La pérdida de vidas durante los años álgidos de la
etapa conocida como revolución mexicana, no se ha
podido cuantificar, pero la gran mayoría coincide que fue
del orden del millón de personas.
Muertes que elevaron hasta el mito y la leyenda a
algunos de los caudillos, como Francisco I. Madero,
Emiliano Zapata, Venustiano Carranza, Francisco Villa
y Álvaro Obregón, por citar algunos, que murieron de
manera trágica.
Otros no menos importantes al morir, alcanzaron un
lugar preponderante en la historia, como Aquiles Serdán,
por citar un ejemplo.

Filas de datos >>
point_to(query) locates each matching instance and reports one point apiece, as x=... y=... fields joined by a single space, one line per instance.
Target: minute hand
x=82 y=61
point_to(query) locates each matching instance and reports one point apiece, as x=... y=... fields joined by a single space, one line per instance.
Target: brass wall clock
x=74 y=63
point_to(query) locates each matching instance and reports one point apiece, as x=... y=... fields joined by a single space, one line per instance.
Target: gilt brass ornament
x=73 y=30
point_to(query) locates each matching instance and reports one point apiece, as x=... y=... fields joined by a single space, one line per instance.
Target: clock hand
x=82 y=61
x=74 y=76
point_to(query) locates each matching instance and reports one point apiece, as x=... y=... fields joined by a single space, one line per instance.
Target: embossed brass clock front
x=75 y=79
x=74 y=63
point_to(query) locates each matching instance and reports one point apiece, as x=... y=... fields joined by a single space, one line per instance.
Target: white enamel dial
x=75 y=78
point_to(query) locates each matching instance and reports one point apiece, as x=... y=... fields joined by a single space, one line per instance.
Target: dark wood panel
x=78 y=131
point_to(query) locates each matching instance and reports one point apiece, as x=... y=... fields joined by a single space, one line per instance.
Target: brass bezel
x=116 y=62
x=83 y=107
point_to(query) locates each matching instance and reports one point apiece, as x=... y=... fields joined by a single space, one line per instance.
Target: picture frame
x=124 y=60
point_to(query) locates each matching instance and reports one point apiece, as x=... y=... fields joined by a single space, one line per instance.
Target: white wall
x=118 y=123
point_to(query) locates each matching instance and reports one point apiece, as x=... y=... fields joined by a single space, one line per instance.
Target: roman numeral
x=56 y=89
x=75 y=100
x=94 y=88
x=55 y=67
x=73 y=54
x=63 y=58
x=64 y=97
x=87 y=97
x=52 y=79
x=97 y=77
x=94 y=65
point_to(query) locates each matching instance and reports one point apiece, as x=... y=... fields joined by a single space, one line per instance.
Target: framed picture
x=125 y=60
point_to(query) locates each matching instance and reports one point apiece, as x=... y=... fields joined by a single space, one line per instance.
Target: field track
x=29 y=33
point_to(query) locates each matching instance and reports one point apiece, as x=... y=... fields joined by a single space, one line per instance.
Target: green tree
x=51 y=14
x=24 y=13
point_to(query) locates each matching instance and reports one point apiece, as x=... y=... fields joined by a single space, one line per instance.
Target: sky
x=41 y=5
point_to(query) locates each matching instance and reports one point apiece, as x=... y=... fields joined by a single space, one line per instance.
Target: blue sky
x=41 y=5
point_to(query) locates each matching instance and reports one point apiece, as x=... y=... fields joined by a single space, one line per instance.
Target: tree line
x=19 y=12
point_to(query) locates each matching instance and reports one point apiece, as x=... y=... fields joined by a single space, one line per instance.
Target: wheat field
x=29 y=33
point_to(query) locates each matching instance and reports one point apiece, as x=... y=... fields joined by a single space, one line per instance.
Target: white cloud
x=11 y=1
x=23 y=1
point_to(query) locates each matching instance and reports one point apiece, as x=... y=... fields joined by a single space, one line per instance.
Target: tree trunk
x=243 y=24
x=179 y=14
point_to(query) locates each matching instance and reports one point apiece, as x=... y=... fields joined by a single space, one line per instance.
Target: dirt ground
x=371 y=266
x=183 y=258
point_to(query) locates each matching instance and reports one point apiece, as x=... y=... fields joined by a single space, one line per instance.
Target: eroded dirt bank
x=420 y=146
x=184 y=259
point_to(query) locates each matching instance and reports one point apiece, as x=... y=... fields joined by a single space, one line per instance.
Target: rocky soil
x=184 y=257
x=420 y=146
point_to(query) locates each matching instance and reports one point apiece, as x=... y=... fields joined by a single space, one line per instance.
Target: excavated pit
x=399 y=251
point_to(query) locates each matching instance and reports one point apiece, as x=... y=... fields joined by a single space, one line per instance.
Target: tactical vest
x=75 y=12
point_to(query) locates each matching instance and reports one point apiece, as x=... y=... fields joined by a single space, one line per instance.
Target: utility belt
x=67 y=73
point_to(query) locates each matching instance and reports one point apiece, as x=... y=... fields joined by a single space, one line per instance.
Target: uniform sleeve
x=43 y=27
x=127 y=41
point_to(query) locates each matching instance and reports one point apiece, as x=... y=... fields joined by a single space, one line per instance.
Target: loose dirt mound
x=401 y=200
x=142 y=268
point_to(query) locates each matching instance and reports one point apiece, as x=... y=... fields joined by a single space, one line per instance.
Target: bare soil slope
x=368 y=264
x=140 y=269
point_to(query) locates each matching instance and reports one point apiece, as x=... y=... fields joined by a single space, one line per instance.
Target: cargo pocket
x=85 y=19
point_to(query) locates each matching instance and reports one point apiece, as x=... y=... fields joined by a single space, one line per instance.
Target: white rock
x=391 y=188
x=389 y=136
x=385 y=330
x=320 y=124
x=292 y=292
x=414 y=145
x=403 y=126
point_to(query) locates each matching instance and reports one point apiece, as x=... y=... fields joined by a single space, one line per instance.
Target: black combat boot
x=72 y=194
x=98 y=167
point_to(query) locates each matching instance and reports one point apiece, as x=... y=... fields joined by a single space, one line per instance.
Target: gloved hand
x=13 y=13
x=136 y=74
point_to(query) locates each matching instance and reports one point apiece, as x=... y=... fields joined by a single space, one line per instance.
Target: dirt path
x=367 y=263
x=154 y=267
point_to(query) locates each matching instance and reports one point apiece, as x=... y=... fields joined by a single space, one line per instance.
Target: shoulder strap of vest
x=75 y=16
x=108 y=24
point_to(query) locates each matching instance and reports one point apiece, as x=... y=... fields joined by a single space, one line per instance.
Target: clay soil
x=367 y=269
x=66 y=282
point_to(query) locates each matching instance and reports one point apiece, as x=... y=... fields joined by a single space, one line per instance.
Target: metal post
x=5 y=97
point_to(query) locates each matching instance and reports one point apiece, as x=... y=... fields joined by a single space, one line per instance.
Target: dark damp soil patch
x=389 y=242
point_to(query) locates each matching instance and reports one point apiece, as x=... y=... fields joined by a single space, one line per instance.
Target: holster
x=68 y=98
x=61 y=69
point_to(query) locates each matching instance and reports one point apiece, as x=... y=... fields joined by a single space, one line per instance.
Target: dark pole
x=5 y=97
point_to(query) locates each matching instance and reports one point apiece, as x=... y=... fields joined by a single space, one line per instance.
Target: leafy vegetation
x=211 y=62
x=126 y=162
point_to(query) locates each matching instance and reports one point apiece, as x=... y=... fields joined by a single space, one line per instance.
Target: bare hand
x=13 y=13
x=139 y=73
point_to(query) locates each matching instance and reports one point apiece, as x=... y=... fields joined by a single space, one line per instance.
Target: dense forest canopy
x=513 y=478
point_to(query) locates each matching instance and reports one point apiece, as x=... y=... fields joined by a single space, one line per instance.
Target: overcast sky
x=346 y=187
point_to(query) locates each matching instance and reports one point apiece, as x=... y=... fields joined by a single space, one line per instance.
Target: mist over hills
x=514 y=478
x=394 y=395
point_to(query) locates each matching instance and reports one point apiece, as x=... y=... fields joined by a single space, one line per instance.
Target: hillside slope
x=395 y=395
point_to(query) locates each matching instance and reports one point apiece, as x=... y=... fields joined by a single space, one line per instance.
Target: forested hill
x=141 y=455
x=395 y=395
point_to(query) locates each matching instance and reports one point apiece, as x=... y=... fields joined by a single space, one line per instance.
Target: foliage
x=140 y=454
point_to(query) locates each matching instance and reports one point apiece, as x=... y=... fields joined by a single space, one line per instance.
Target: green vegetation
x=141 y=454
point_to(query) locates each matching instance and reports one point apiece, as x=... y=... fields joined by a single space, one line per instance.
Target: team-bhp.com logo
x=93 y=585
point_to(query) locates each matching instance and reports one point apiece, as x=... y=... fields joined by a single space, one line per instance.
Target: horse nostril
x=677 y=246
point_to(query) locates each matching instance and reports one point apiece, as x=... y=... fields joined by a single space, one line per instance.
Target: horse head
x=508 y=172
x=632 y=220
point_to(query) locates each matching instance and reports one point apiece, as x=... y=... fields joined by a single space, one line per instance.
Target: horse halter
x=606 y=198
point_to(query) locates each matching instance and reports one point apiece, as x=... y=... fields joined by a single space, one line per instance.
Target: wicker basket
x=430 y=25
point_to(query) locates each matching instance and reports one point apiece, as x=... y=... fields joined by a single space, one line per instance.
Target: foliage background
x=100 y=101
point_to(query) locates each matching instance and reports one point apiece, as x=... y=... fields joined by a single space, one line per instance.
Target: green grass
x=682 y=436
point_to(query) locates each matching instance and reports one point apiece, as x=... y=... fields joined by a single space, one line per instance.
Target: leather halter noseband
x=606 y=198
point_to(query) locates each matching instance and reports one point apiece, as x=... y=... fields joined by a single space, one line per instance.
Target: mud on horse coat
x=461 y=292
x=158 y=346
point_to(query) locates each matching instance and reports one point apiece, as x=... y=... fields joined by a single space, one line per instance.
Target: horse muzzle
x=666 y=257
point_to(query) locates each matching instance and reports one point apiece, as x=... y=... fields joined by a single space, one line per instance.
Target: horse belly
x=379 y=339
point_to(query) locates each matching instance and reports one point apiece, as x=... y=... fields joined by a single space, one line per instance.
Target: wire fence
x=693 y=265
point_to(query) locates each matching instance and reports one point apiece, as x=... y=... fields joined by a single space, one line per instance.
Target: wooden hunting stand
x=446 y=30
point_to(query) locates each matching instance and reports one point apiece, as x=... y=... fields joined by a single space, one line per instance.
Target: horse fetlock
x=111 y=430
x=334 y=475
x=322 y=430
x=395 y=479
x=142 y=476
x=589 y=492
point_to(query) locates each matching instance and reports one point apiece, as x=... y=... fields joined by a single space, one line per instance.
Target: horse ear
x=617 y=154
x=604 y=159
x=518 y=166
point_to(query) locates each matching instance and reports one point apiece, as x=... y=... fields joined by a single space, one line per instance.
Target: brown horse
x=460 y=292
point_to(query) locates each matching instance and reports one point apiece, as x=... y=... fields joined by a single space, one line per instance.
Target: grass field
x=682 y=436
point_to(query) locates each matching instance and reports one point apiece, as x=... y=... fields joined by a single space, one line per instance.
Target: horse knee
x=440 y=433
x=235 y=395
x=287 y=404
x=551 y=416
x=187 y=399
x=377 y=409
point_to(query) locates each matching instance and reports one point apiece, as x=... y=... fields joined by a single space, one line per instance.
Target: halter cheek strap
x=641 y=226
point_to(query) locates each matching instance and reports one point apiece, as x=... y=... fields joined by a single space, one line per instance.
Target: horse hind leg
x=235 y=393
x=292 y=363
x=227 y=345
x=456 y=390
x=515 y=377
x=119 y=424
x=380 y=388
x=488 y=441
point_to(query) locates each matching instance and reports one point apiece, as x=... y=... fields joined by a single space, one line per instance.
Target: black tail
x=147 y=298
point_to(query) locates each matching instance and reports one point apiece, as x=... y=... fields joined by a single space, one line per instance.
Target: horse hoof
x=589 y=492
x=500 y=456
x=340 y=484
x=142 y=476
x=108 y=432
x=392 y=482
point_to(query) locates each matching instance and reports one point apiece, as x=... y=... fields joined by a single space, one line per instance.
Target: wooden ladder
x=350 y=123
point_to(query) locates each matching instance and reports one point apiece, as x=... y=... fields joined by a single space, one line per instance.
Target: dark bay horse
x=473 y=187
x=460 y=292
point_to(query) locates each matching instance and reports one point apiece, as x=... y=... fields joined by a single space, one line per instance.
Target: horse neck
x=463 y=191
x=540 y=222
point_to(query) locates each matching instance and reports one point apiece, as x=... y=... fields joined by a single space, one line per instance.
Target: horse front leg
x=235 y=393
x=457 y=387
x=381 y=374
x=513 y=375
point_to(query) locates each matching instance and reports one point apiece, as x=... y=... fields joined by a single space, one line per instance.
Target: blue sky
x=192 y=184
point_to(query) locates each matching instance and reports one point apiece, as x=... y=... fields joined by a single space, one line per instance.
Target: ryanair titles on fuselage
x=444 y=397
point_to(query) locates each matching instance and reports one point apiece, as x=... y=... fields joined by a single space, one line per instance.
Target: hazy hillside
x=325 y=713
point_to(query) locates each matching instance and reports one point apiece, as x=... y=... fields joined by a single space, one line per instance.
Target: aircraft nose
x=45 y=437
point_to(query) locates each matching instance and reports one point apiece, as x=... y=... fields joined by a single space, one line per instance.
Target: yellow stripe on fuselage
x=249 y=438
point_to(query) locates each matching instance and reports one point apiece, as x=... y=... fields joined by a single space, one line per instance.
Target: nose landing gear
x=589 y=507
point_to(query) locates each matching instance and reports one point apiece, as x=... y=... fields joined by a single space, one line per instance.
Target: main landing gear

Qué se pide >> Según el texto sobre la revolución mexicana, ¿qué llevó hasta el mito y la leyenda a caudillos como Emiliano Zapata y Francisco Villa?

Respuesta del ejercicio >> Sus muertes. Murieron de manera trágica, y esas muertes los elevaron hasta el mito y la leyenda.